Start of SOURCE EXTRACT

I was among the first people in the world to see Beyoncé’s Renaissance world tour in Stockholm in 2023 – I uploaded a video of her opening with Dangerously in Love 2 to my former Twitter/X account while she was still mid-song. I got thousands of likes and retweets and people commenting, many pleasantly shocked that she had opened a tour connected to a dance album with an R&B ballad. But what was the point of doing that, really? While I still had fun, I was distracted by my phone during a concert by one of my favourite artists, all for the sake of some ephemeral internet buzz. I haven’t even looked at any of those clips again.

How much you get your phone out at a concert is not necessarily inversely correlated with fun, but it can just become a faff and a compulsion. At the end of the night you find yourself with a depleted battery, your camera cluttered with maybe a hundred clips, and a lot of time wasted swiping through each one figuring out which is the best to use to show off on social media. I also had a ticket to Beyoncé’s London show where I felt no need to record the same performance twice and had possibly the best concert experience of my life. But we can’t always attend every tour twice – with today’s prices, it’s a money pit just going once.

End of SOURCE EXTRACT

PROBLEM A: Collect every line of the listing that contains the word "white".
The concert passage and the listing come from unrelated sources.

Start of ROWS

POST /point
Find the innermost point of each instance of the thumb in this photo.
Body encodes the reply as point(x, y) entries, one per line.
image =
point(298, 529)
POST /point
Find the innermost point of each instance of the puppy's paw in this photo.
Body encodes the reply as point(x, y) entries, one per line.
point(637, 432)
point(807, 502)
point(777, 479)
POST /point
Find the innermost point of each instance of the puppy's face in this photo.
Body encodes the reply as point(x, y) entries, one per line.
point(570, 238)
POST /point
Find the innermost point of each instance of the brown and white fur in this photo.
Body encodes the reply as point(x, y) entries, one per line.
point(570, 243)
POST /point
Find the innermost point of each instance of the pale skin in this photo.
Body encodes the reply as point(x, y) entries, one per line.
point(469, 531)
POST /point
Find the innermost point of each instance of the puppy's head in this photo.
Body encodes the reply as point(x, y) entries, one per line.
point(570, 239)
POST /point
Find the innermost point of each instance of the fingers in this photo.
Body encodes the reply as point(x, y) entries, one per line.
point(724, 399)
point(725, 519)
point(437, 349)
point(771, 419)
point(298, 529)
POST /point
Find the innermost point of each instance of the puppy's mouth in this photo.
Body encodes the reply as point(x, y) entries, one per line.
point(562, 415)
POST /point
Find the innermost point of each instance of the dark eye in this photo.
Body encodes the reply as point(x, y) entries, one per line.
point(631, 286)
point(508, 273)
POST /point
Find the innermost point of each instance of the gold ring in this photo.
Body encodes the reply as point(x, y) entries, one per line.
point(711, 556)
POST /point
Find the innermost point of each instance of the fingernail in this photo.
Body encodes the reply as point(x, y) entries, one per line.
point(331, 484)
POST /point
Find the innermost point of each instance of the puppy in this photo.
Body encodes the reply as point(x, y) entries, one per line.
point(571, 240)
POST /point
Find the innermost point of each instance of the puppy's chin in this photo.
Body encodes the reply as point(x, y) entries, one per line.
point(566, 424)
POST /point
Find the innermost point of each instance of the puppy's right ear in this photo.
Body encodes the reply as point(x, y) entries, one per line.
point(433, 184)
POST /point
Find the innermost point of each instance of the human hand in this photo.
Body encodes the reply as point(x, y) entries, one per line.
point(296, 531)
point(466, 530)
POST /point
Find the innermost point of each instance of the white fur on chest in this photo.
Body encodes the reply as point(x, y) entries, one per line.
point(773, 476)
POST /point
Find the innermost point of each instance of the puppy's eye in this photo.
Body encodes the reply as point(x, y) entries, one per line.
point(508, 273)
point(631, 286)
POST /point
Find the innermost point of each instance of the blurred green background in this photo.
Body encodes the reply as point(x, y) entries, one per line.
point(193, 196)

End of ROWS

PROBLEM B: Please quote the concert passage between "I was among" and "those clips again.", inclusive.

WRITTEN RESPONSE A:
Find the innermost point of each instance of the brown and white fur in this photo.
Find the innermost point of each instance of the white fur on chest in this photo.

WRITTEN RESPONSE B:
I was among the first people in the world to see Beyoncé’s Renaissance world tour in Stockholm in 2023 – I uploaded a video of her opening with Dangerously in Love 2 to my former Twitter/X account while she was still mid-song. I got thousands of likes and retweets and people commenting, many pleasantly shocked that she had opened a tour connected to a dance album with an R&B ballad. But what was the point of doing that, really? While I still had fun, I was distracted by my phone during a concert by one of my favourite artists, all for the sake of some ephemeral internet buzz. I haven’t even looked at any of those clips again.